Labeled area outline items:
::::

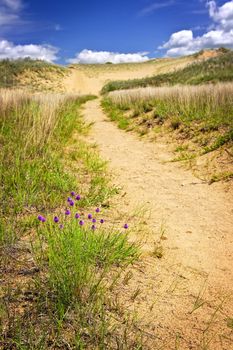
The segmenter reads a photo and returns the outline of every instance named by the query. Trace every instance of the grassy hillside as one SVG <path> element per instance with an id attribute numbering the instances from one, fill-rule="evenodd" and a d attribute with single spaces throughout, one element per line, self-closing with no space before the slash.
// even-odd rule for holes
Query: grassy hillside
<path id="1" fill-rule="evenodd" d="M 216 171 L 210 171 L 211 180 L 214 172 L 219 172 L 217 178 L 233 176 L 232 96 L 232 83 L 147 87 L 110 92 L 102 106 L 121 129 L 152 139 L 169 135 L 180 152 L 177 160 L 207 154 L 213 158 L 215 151 L 219 159 L 228 155 L 224 162 L 217 161 Z"/>
<path id="2" fill-rule="evenodd" d="M 0 87 L 51 90 L 66 74 L 66 68 L 30 58 L 0 61 Z"/>
<path id="3" fill-rule="evenodd" d="M 102 93 L 137 87 L 170 86 L 176 84 L 198 85 L 232 80 L 233 52 L 223 51 L 217 57 L 194 62 L 175 72 L 158 74 L 143 79 L 109 82 L 103 87 Z"/>

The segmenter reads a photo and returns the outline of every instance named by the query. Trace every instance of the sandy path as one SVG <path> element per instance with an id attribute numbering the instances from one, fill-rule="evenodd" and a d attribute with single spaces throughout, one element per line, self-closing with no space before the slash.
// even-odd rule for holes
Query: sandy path
<path id="1" fill-rule="evenodd" d="M 132 212 L 146 204 L 150 210 L 143 266 L 134 269 L 123 294 L 119 292 L 119 299 L 136 310 L 149 332 L 149 348 L 233 349 L 232 329 L 226 325 L 233 317 L 230 193 L 222 184 L 202 183 L 179 164 L 165 162 L 171 158 L 166 145 L 119 130 L 107 120 L 99 100 L 86 104 L 84 117 L 94 122 L 91 141 L 126 192 L 121 209 Z M 158 260 L 151 252 L 162 223 L 167 240 L 162 243 L 164 257 Z M 195 301 L 205 303 L 190 313 Z"/>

::::

Please duplicate the part of the rows that runs from their start through the line containing "Query: grassy hillside", leaving out the pictures.

**The reply:**
The segmenter reads a photo and returns the outline of every instance named by the query. Trace every instance of the grassy hillside as one SVG <path> element per instance with an id attribute numbering the instances from one, fill-rule="evenodd" and a d attribute with single spaces throughout, one element per line, self-closing with no space before the slash.
// even-odd rule for holes
Query: grassy hillside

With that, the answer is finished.